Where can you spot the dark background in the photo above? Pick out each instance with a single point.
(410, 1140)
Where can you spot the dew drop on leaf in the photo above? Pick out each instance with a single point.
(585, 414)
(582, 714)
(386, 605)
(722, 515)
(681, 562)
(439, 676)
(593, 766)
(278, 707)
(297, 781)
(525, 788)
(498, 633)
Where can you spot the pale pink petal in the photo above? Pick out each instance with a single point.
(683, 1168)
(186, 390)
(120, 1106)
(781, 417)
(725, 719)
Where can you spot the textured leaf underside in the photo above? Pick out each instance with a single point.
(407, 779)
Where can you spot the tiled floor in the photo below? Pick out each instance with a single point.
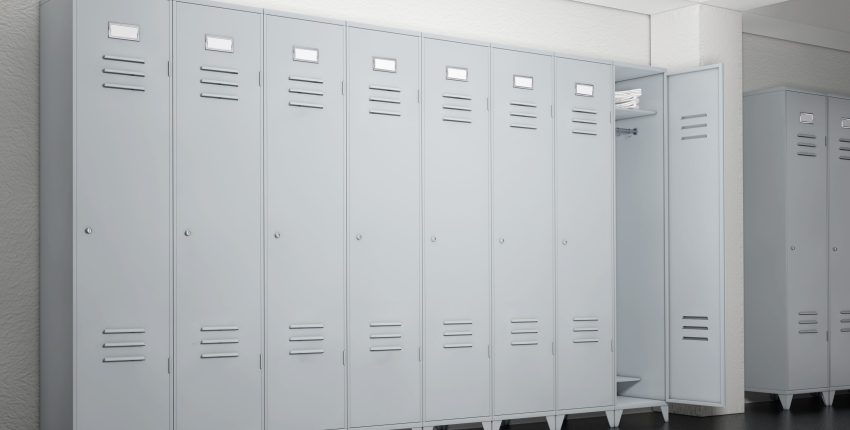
--
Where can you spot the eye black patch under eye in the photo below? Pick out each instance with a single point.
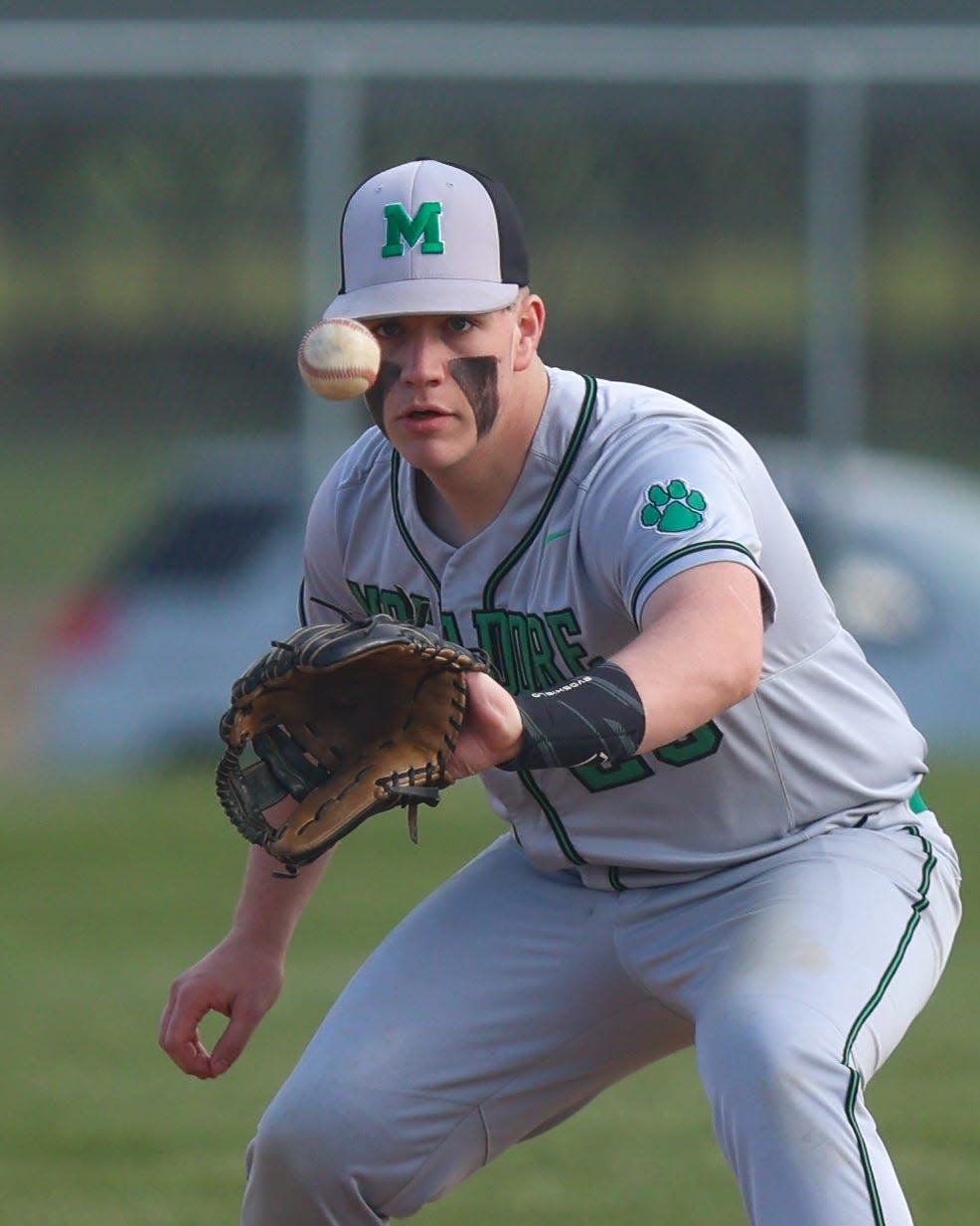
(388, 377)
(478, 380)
* * *
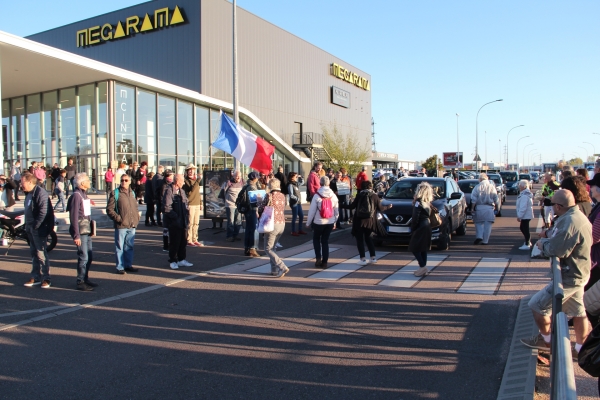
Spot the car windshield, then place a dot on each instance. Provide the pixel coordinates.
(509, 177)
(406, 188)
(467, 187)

| Your assignment |
Which lines run from the one holding "Where can you spot the dark" through the one holding "Where can you spot the tiled" in the records above? Repeat them exactly, both included, and nothing more.

| Response to the task |
Where can you spot the dark background in the photo above? Pick out each instance with a single point.
(410, 1140)
Where can you spot the dew drop on leaf in the photo above? Pick out each instance with a single point.
(585, 414)
(582, 714)
(386, 605)
(722, 515)
(681, 562)
(439, 676)
(593, 766)
(278, 707)
(297, 781)
(525, 788)
(498, 633)
Where can you spot the pale pink petal in the photo above? Pick out each instance with a single point.
(683, 1168)
(186, 390)
(120, 1106)
(781, 417)
(725, 719)
Where can you spot the textured leaf underside in the photo above? Pick out each instance with a single point.
(407, 779)
Where can you spot the tiled floor in the photo below? Pick out each instance with a single point.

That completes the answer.